:: Fragmento del documento ::
•••
Compañero, estoy harto. He alcanzado mi límite. He llegado a casa apretando los dientes. Bombeando bilis por sangre. Qué voy a contarte que no sepas. Aún así, por favor préstame dos minutos. Es muy importante. Sólo esta vez.

Hoy nuestro gobierno, en minúsculas, ha dado otro paso más. Ha vuelto a suceder. Nos la ha metido otros centímetros. Y aún le queda mucho por meter. Está introduciéndonos poco a poco en un sistema totalitario, en una dictadura. Hacen y deshacen a capricho, y se aplauden entre ellos. Hoy vuelve a ser patente que gobierna el capricho, la avaricia, la maldad casi absoluta. Hoy una panda de incompetentes y delincuentes legales se orina en todo aquello por lo que luchaban nuestros padres y abuelos, por lo que lloraban, por lo que sangraban, mientras sus antepasados descansaban a la sombra del porche en su cortijo.  Nos quitan derechos, uno a uno. Sin piedad. Sin pausa. Nos arrebatan los derechos básicos, joder. Nos empujan a un desempleo causado y mantenido por ellos, y nos rebajan la prestación que nos deben, que nosotros pagamos cuando aún podíamos trabajar. Los mismos que prometieron que no, que eso jamás, nos aumentan los impuestos de una forma asquerosamente cínica. Nos mienten a la cara, nos ahogan, y nos niegan el derecho a expresarnos, ni siquiera pacíficamente, so pena de cárcel. Y por otra parte, las concentraciones y pataletas en las plazas del ayuntamiento han quedado en el olvido a las pocas horas. Además es una lucha desigual que no podemos mantener de forma regular. A nosotros nos desgasta, a ellos les hace más fuertes. Y aún cuando parece que no puede ser peor, sabes que una semana después volverán para robarte lo que aún escondías bajo el colchón. Lo trágico es que no son tontos. Nos someten paulatinamente, para que vayamos acostumbrándonos a su tiranía, y que cuando no podamos más sea demasiado tarde, porque ese día tendremos la nariz en el barro y ni siquiera soñaremos con levantar la cabeza, ocupados como estaremos en conseguir respirar. Pero no cometas el error: no atribuyas su desfachatez al Principio de Hanlon, o estarás siendo TÚ el protagonista del susodicho. No son tontos. Son despreciables, y su intención clara y nada sutil es quitarnos todo.
•••
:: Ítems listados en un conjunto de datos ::
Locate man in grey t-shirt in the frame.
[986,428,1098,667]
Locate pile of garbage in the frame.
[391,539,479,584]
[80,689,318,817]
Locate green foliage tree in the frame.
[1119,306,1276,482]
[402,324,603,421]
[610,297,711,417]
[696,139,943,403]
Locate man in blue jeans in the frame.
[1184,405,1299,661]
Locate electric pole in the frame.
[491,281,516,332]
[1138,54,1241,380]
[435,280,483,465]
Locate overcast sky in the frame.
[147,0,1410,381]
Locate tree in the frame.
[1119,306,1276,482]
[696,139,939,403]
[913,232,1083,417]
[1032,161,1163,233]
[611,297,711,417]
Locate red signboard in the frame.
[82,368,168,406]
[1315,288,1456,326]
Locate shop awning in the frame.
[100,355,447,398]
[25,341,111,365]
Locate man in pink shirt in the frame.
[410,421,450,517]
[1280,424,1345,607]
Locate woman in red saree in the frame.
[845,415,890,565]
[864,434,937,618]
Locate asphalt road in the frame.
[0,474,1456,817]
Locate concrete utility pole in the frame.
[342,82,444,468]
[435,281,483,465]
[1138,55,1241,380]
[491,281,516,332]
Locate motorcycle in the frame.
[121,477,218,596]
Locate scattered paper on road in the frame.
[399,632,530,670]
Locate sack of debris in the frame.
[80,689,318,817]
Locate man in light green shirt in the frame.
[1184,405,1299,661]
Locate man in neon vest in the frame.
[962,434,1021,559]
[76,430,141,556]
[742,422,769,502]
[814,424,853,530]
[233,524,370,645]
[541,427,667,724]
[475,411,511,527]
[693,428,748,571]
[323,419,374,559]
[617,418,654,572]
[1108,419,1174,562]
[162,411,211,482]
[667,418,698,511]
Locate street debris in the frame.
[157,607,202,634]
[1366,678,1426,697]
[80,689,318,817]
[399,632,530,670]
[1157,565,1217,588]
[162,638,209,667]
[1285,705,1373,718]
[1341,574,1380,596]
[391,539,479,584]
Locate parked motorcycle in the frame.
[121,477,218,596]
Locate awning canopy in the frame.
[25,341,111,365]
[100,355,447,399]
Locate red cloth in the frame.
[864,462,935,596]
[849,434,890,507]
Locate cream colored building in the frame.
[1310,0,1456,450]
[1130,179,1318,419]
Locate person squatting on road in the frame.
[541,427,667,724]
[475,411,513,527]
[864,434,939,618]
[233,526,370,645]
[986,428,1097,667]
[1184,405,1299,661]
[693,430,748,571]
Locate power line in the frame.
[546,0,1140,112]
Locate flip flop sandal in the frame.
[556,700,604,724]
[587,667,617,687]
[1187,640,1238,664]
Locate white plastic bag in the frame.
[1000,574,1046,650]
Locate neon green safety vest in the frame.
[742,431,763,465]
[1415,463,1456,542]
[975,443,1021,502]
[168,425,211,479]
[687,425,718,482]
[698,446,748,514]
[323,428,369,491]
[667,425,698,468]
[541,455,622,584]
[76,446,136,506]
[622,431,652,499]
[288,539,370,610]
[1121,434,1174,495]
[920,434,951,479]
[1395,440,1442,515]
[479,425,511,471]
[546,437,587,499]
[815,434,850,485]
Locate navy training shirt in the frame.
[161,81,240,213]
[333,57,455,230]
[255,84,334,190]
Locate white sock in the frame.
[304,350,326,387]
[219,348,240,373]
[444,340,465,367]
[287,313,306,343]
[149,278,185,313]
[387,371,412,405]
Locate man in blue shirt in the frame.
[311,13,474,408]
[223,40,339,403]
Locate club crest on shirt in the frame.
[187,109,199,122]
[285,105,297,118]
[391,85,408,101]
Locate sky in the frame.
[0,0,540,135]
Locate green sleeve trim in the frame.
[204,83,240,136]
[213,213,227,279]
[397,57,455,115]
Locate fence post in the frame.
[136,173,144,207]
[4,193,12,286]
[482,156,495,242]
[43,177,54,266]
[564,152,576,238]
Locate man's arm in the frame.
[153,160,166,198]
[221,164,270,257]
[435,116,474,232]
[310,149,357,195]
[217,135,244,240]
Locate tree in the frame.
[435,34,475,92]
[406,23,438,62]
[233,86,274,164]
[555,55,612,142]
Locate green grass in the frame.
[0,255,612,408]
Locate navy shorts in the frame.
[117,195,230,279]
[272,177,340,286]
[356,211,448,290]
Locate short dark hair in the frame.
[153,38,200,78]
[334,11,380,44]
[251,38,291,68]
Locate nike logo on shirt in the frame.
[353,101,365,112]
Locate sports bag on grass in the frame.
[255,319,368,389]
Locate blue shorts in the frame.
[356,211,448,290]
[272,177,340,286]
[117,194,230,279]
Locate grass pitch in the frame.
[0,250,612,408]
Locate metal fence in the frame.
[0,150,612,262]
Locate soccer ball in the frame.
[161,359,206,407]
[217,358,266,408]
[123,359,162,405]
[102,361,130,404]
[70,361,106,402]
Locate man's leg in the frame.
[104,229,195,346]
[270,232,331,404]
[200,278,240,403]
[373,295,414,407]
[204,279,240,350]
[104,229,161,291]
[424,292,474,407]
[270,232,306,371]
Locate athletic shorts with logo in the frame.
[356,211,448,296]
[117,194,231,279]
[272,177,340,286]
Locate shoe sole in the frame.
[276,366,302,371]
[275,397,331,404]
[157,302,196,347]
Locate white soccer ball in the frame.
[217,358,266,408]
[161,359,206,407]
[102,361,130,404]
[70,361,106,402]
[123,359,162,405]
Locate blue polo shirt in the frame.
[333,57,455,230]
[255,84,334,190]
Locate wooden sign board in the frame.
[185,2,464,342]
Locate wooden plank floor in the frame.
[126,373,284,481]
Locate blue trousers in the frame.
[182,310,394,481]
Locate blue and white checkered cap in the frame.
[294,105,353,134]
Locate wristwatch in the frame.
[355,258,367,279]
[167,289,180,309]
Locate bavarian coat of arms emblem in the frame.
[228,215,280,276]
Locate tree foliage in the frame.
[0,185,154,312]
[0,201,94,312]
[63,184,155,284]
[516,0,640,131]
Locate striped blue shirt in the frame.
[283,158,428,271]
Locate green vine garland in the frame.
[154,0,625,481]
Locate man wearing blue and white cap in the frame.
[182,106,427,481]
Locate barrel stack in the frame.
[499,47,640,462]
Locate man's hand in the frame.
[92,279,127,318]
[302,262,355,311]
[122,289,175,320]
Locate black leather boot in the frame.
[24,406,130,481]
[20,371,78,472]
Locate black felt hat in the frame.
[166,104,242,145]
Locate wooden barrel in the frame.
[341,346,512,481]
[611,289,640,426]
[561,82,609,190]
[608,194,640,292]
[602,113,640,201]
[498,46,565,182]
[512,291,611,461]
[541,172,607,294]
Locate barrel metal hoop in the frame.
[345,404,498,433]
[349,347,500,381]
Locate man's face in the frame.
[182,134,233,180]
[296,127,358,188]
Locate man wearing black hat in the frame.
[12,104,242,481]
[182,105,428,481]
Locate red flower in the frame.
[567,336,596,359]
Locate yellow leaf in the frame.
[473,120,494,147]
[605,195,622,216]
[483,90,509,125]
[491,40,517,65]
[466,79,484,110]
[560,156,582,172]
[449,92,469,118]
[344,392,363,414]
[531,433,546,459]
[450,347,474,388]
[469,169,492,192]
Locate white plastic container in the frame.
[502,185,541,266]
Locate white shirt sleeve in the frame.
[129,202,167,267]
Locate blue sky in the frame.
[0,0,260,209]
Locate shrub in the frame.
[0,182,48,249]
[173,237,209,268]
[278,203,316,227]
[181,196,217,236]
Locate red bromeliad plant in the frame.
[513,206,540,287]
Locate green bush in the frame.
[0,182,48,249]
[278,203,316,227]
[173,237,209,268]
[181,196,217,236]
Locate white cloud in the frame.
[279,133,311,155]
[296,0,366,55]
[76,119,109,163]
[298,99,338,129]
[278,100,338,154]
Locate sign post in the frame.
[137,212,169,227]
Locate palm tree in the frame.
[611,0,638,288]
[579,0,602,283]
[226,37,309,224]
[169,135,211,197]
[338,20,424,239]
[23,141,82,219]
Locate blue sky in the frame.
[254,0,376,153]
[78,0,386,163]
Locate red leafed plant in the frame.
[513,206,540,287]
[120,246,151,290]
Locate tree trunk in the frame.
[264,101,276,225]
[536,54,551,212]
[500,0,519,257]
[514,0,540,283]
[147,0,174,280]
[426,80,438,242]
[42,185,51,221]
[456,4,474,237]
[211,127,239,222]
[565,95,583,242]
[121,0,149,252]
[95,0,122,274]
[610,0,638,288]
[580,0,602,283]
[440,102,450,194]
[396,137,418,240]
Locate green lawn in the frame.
•••
:: Con la información ::
[1] ¿A qué principio advierte el fragmento sobre el gobierno que no hay que atribuir la desfachatez de quienes gobiernan?
[2] Por favor, retoma el fragmento sobre el gobierno justo después de su última oración.

:: Tus respuestas ::
[1] Al Principio de Hanlon.

[2]
Personalmente me siento impotente. No puedo protestar, no puedo sacar la guillotina a la plaza del pueblo, no puedo mirar a los ojos a sus perros armados con porras, trajes reforzados de kevlar y escudos de metacrilato. Y limitarme a transcribir mi rabia e impotencia a las de las redes sociales me hace sentir inútil y gilipollas. Y sé que a ti también. Por otra parte, quedarnos callados, agachar la cabeza bajo su mano es la verdadera tragedia de todo esto. Somos hombres. Somos mujeres. Necesitamos poder mirarnos a la cara. Y necesitamos que nuestros hijos puedan mirarnos mañana sin reprocharnos que comen las migajas que no quieren las gaviotas, por nuestra cobardía pasada.

Lamento confirmar lo que sabes, no conozco una forma de cambiar esto. Pero conozco una forma de no quedarme callado, de hacerme oír. Es hora de actuar. Empecemos por ALGO, lo que sea. Pero arranquemos. Somos capaces de grandes cosas,  somos muchos.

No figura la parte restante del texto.